*Requirement*: Edit the lines below by changing every "heads-up display" to "overlay" and leaving the rest untouched. Omit the pictures from your version.

>> Start Supplied entries

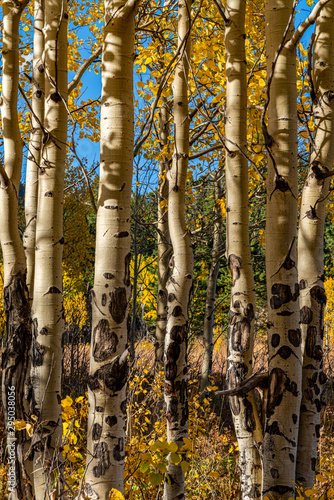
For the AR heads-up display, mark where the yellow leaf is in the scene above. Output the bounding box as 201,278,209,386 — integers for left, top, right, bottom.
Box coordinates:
14,420,27,431
170,454,181,464
180,460,189,473
168,442,178,453
149,472,164,486
108,488,125,500
26,423,34,437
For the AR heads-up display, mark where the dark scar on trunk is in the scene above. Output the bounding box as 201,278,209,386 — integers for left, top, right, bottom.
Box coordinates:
228,253,242,286
93,319,118,362
93,442,111,477
108,287,128,324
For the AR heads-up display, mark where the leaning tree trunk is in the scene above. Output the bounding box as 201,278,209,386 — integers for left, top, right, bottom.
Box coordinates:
155,99,170,371
0,0,31,500
225,0,262,500
164,0,193,500
296,0,334,488
23,0,45,300
85,0,135,499
201,178,222,392
31,0,67,500
263,0,301,500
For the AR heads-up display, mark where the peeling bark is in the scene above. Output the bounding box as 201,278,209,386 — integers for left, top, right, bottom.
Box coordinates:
225,0,262,500
0,0,31,500
31,0,67,494
262,0,301,500
201,178,222,392
163,0,193,500
85,0,134,499
296,0,334,489
155,100,170,371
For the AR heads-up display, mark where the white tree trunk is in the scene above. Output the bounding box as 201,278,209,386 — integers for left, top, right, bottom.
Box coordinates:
225,0,262,500
85,0,134,500
201,178,222,392
23,0,45,299
164,0,193,500
296,0,334,488
263,0,301,500
31,0,67,500
0,1,31,500
155,99,170,371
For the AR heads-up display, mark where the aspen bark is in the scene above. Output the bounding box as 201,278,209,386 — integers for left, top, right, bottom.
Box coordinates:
163,0,193,500
155,99,170,371
296,0,334,488
23,0,45,300
30,0,67,494
0,0,31,500
85,0,135,499
263,0,301,500
201,178,222,392
225,0,262,500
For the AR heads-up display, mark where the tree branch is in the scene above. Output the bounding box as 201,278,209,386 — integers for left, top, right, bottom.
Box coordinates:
68,47,102,94
285,0,330,50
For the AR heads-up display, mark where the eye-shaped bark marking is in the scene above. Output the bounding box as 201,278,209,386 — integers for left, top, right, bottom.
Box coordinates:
310,285,327,305
165,342,180,380
270,468,279,479
267,368,288,417
228,365,240,415
44,286,61,295
88,356,129,394
270,283,292,309
319,372,327,385
228,253,242,286
288,328,302,347
232,318,250,353
31,338,45,366
104,415,117,427
103,273,114,280
109,287,128,324
243,398,256,432
305,326,323,361
166,396,179,427
170,323,188,344
93,442,110,477
172,306,182,318
93,319,118,362
92,424,102,441
113,231,129,238
271,333,281,347
300,306,313,325
113,438,124,462
123,253,131,286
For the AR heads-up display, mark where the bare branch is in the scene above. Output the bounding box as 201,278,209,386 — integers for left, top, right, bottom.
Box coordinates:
285,0,330,50
212,372,268,396
68,47,102,94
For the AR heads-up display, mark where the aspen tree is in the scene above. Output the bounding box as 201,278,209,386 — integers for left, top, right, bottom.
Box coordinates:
0,0,31,500
296,0,334,488
263,0,301,500
201,178,222,392
23,0,45,300
225,0,262,500
155,98,170,371
164,0,193,500
85,0,136,499
31,0,67,494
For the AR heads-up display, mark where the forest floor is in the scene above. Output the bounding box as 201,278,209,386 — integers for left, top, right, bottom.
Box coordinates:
0,337,334,500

>> End Supplied entries

*Answer to the exercise*:
For the AR overlay, mark where the yellow leaf is in the scene above. Output the bounding box as 201,278,209,386 — integers for left, top, right, bottom.
Box coordinates:
14,420,27,431
170,454,181,464
180,460,189,473
168,442,178,453
149,472,164,486
108,488,125,500
26,423,34,437
For the AR overlay, mark where the dark scar on trunk is in the scene above. Output the bounding box as 201,278,209,386 — integers for left, top, right, bottom.
Box coordinates:
228,253,242,286
93,319,118,362
93,442,111,477
108,287,128,324
For the AR overlay, mark where the leaning tree trunk is in the scene above. Output the bounding box as 201,278,209,386 — integers for left, top, right, bottom.
Box coordinates:
155,99,170,371
0,0,31,500
225,0,262,500
164,0,193,500
296,0,334,488
23,0,45,300
85,0,135,499
201,178,222,392
31,0,67,500
263,0,301,500
For the AR overlay, mark where the peeling bark is in the scene above. Output the bounding box as 201,278,209,386 — integers for left, top, right, bottom.
Box coordinates:
225,0,262,500
0,0,31,500
31,0,67,494
262,0,301,500
201,178,222,392
163,0,193,500
85,0,134,499
296,0,334,489
155,100,170,371
For the AR overlay, mark where the white tree trunk is in the scene above. Output the bounding box as 201,278,209,386 — integers for left, top, right, bottom.
Box coordinates:
225,0,262,500
85,0,134,500
201,178,222,392
23,0,45,299
164,0,193,500
296,0,334,488
263,0,301,500
31,0,67,500
0,1,31,500
155,99,170,371
For the AR overlay, mark where the aspen bark is in the scene above. Output the bounding box as 201,278,209,386 — integers for left, top, right, bottom.
Box coordinates:
163,0,193,500
155,99,170,371
296,0,334,488
23,0,45,300
30,0,67,494
0,0,31,500
85,0,135,499
263,0,301,500
201,178,222,392
225,0,262,500
For the AR overlay, mark where the tree branch is in the scene above. Output the bounding box as 201,278,209,386 — integers for left, top, right, bottom.
Box coordinates:
68,47,102,94
285,0,330,50
For the AR overlay, mark where the eye-shaped bark marking is in the scene above. Output the bounding box as 201,278,209,386 — integers for left, top, right, bottom.
Box coordinates:
310,285,327,305
165,342,180,380
270,468,279,479
267,368,288,417
228,365,240,415
44,286,61,295
88,356,129,394
270,283,292,309
319,372,327,385
228,253,242,286
288,328,302,347
232,318,250,353
31,338,45,366
104,415,117,427
103,273,114,280
109,287,128,324
243,398,256,432
305,326,323,361
166,396,179,427
170,323,188,344
93,442,110,477
172,306,182,318
93,319,118,362
92,424,102,441
113,231,129,238
271,333,281,347
300,306,313,325
113,438,124,462
123,253,131,286
For the AR overlay, mark where the bare branch is in the scene above. Output the bounding box as 201,278,209,386 — integers for left, top, right, bottom.
Box coordinates:
285,0,330,50
212,372,268,396
68,47,102,94
For the AR overlay, mark where the aspen tree is in the scene above. Output the bounding box as 201,278,209,386 — integers for left, top, right, bottom.
Box coordinates:
0,0,31,500
296,0,334,488
263,0,301,500
201,178,222,392
23,0,45,300
225,0,262,500
155,98,170,371
164,0,193,500
85,0,136,499
31,0,67,494
For the AR overlay, mark where the forest floor is in the scene above. Output the bounding box as 201,278,209,386 — integers for left, top, right, bottom.
Box coordinates:
0,337,334,500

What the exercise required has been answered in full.